- [Exercise directions]:
Please copy the lines below word for word, starting with the line that contains "Target: blue sky" and going on through the final line, with both included.
+ + + +
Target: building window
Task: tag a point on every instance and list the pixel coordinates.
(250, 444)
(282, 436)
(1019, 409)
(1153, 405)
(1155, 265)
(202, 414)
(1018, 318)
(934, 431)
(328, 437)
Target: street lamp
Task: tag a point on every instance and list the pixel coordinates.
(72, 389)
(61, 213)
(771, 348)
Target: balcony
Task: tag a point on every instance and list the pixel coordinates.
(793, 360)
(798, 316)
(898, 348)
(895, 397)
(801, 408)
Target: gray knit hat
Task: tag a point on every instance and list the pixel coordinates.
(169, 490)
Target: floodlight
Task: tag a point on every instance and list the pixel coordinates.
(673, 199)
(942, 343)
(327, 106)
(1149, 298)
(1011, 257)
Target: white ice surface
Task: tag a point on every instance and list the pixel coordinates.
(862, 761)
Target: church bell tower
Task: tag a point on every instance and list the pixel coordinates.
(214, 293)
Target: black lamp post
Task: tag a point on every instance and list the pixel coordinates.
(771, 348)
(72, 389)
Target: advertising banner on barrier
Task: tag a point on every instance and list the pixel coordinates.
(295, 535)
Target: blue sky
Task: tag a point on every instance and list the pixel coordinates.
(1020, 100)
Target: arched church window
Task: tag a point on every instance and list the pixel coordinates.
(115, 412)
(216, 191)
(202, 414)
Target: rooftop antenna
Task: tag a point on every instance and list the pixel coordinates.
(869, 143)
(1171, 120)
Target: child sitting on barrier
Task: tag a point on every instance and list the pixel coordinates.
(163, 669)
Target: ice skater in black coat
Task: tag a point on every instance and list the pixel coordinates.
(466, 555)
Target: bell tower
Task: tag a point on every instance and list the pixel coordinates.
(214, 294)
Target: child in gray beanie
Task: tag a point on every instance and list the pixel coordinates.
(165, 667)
+ + + +
- [Task response]:
Target: blue sky
Task: tag a point on every instance and list the pixel coordinates.
(1020, 100)
Target: arched church window
Task: tag a point on every instance and list the pixel coordinates.
(115, 412)
(216, 191)
(202, 414)
Target: rooftop antenna
Task: tag a point on every instance and list the pixel coordinates.
(869, 143)
(1171, 120)
Target: child sitting on barrier
Task: tag a point on every instance and list the pixel coordinates.
(163, 669)
Target: ice skater in black coat
Task: tag a point on every instance and list the pixel coordinates.
(466, 555)
Target: bell tower
Task: tag a point on every instance and list the pixel coordinates.
(214, 294)
Target: child in gray beanie
Task: tag a point on every instance and list the pixel coordinates.
(165, 667)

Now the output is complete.